== Text section ==
* * * * * * * * *
CGI Eden just another Dick Thing

by Tobina Mackenzie / 10.01.2010

OK so we’re a little behind the curve with our Avatar review. Still at least we got round to it.

Visually Avatar is seamless. The success of the CGI beings and world of the planet Pandora is superlative. The hero, a crippled Marine, who gets to run around and enjoy super avatar strength inhabiting a 7 foot tall Navi being’s body. For me the main tension of the film was the ‘pod’ which was the vessel for him to transmogrify, as everytime he falls asleep in his blue Pandora self, he is returned to being a crippled Marine. Whether this tension was intended by James Cameron, who disappointingly lapses into cliches intermittently, who knows. He may have thought the love interest, or the United-States-dick-metaphor was the main crux, but for me it is the slipping between worlds. And so for the first half of the film the utter fantasticness of the technological achievement of this CGI triumph, draws you into the world and the story. The references are all there, both to other films and to the world stage. The planet Pandora is exquisite, and the detail of the over ripe nature is a veritable garden of Eden (with a hint of the rotten worm also).
* * * * * * * * *
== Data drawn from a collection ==

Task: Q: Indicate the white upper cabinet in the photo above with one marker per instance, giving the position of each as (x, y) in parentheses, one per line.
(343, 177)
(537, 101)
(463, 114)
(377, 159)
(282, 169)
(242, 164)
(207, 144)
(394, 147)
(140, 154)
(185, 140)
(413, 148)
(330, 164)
* * * * * * * * *
== Work instructions ==
- A) Answer these questions about the Avatar review:
(i) Who wrote the review?
(ii) How tall is the Navi being's body that the hero inhabits?
(iii) What does the reviewer say is the main tension of the film?
- B) Extract every line of the rows above, from the line starting "Task:" through the final coordinate pair, without changing anything.

== Per-task answers ==
- A)
(i) Tobina Mackenzie
(ii) 7 feet tall
(iii) The "pod," the vessel that lets him transmogrify, and the slipping between worlds

- B)
Task: Q: Indicate the white upper cabinet in the photo above with one marker per instance, giving the position of each as (x, y) in parentheses, one per line.
(343, 177)
(537, 101)
(463, 114)
(377, 159)
(282, 169)
(242, 164)
(207, 144)
(394, 147)
(140, 154)
(185, 140)
(413, 148)
(330, 164)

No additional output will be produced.